## 文字要求
把下面的记录完整重写一遍，用“patterned skirt”替换其中的“floral skirt”，其余内容保持不变。

## 所给记录
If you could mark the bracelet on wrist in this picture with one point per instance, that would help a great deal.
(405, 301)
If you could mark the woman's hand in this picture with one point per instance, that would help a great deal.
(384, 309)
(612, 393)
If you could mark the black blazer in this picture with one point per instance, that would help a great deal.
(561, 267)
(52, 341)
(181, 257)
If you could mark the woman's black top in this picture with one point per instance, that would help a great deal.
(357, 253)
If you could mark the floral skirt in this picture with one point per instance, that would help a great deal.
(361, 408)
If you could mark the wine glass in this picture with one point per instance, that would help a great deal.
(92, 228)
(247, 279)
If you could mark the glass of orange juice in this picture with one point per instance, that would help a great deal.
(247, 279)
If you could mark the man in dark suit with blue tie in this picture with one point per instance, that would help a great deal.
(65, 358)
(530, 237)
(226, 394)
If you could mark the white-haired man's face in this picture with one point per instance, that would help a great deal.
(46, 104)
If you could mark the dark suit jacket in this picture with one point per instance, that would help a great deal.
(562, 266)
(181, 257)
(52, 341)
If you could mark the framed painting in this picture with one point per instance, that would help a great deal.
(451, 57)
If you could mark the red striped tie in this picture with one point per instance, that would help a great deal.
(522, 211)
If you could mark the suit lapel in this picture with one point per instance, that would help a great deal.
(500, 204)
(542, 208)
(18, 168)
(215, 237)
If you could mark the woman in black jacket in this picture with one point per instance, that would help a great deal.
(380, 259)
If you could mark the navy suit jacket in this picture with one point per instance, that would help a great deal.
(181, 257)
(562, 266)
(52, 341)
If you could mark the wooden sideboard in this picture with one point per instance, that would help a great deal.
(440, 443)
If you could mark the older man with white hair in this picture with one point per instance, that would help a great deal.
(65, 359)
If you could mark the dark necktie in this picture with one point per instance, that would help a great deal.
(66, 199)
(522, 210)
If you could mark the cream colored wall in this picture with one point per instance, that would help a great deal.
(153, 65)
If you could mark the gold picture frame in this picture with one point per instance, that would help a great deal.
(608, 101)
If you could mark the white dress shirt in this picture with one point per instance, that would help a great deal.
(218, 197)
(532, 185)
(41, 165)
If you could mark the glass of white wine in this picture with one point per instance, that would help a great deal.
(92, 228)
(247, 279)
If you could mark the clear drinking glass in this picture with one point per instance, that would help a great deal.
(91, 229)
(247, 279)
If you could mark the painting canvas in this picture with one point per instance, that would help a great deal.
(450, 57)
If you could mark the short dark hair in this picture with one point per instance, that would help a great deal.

## 完成结果
If you could mark the bracelet on wrist in this picture with one point per instance, that would help a great deal.
(405, 301)
If you could mark the woman's hand in this picture with one point per instance, that would help a great deal.
(384, 309)
(612, 393)
If you could mark the black blazer in this picture with one point per instance, that would help a great deal.
(561, 267)
(52, 341)
(181, 257)
If you could mark the woman's black top in this picture with one point per instance, that would help a great deal.
(357, 253)
If you could mark the patterned skirt in this picture with one point per instance, that would help a great deal.
(361, 408)
If you could mark the wine glass in this picture with one point per instance, that would help a great deal.
(92, 228)
(247, 279)
If you could mark the glass of orange juice in this picture with one point per instance, that would help a great deal.
(247, 279)
If you could mark the man in dark suit with blue tie in this picture with one point per instance, that would help a great deal.
(65, 358)
(530, 237)
(226, 394)
If you could mark the white-haired man's face in this picture with one point per instance, that would help a great deal.
(46, 104)
If you could mark the dark suit jacket in this picture with one point per instance, that would help a great deal.
(562, 266)
(181, 257)
(52, 341)
If you could mark the framed painting in this picture with one point per instance, that would help a great deal.
(451, 57)
If you could mark the red striped tie in this picture with one point per instance, that would help a great deal.
(522, 211)
If you could mark the suit lapel in this picture with one point per instance, that would help a great deal.
(500, 204)
(542, 208)
(18, 168)
(215, 237)
If you could mark the woman in black jacket in this picture with one point per instance, that would help a great deal.
(380, 259)
If you could mark the navy suit jacket in this picture with one point per instance, that would help a great deal.
(181, 257)
(562, 266)
(52, 341)
If you could mark the wooden sideboard in this picture with one point per instance, that would help a great deal.
(440, 443)
If you could mark the older man with white hair in this picture with one point per instance, that would help a great deal.
(65, 359)
If you could mark the dark necktie in this picture with one point per instance, that would help a great deal.
(66, 199)
(522, 210)
If you could mark the cream colored wall in this picture with one point per instance, that would help a great deal.
(153, 65)
If you could mark the gold picture frame in this picture with one point per instance, that would help a great deal.
(608, 101)
If you could mark the white dress shirt in this picture with one point per instance, that would help a great deal.
(218, 197)
(532, 185)
(41, 165)
If you could mark the glass of white wine in this picture with one point per instance, that would help a great deal.
(92, 228)
(247, 279)
If you could mark the clear drinking glass in this picture with one point per instance, that would help a great deal.
(91, 229)
(247, 279)
If you could mark the painting canvas in this picture with one point per instance, that would help a great deal.
(450, 57)
If you could mark the short dark hair in this picture with one point per instance, that would help a great deal.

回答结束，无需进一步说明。